Activity
Every line in the data below that includes "white" belongs in the answer, copied as it stands.

Input material

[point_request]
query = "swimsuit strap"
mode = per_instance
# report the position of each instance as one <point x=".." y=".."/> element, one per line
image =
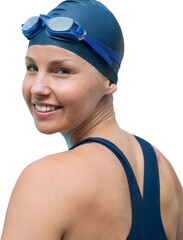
<point x="146" y="216"/>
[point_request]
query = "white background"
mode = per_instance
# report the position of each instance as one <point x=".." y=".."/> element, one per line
<point x="149" y="98"/>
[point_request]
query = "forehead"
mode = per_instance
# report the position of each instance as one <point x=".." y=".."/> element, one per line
<point x="50" y="52"/>
<point x="46" y="54"/>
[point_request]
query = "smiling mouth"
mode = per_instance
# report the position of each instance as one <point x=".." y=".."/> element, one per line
<point x="46" y="108"/>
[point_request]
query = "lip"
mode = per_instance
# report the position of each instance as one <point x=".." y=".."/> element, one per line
<point x="45" y="114"/>
<point x="45" y="104"/>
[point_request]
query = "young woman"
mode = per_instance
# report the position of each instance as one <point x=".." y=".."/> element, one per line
<point x="109" y="184"/>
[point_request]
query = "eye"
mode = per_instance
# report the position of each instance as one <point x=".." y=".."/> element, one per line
<point x="32" y="68"/>
<point x="63" y="71"/>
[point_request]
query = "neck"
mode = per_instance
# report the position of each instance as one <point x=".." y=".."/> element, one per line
<point x="100" y="124"/>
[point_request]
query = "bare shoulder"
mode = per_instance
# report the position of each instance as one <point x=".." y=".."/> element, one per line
<point x="170" y="192"/>
<point x="45" y="199"/>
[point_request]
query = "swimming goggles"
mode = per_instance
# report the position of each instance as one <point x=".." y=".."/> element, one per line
<point x="67" y="29"/>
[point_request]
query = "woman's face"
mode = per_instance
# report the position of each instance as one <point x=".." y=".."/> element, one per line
<point x="61" y="89"/>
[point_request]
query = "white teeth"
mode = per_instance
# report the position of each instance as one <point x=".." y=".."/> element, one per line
<point x="45" y="108"/>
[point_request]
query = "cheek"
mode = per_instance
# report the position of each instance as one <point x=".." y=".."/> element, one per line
<point x="26" y="90"/>
<point x="80" y="102"/>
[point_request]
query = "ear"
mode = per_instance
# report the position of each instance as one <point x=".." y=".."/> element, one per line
<point x="110" y="87"/>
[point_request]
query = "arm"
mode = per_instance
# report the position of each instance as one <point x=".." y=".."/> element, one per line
<point x="39" y="206"/>
<point x="180" y="223"/>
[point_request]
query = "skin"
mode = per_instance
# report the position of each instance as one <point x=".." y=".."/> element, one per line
<point x="62" y="196"/>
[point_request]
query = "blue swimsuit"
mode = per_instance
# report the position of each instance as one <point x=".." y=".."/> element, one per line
<point x="146" y="215"/>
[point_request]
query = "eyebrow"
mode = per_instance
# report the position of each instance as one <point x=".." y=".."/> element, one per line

Answer to the problem
query = "white background"
query = "white teeth"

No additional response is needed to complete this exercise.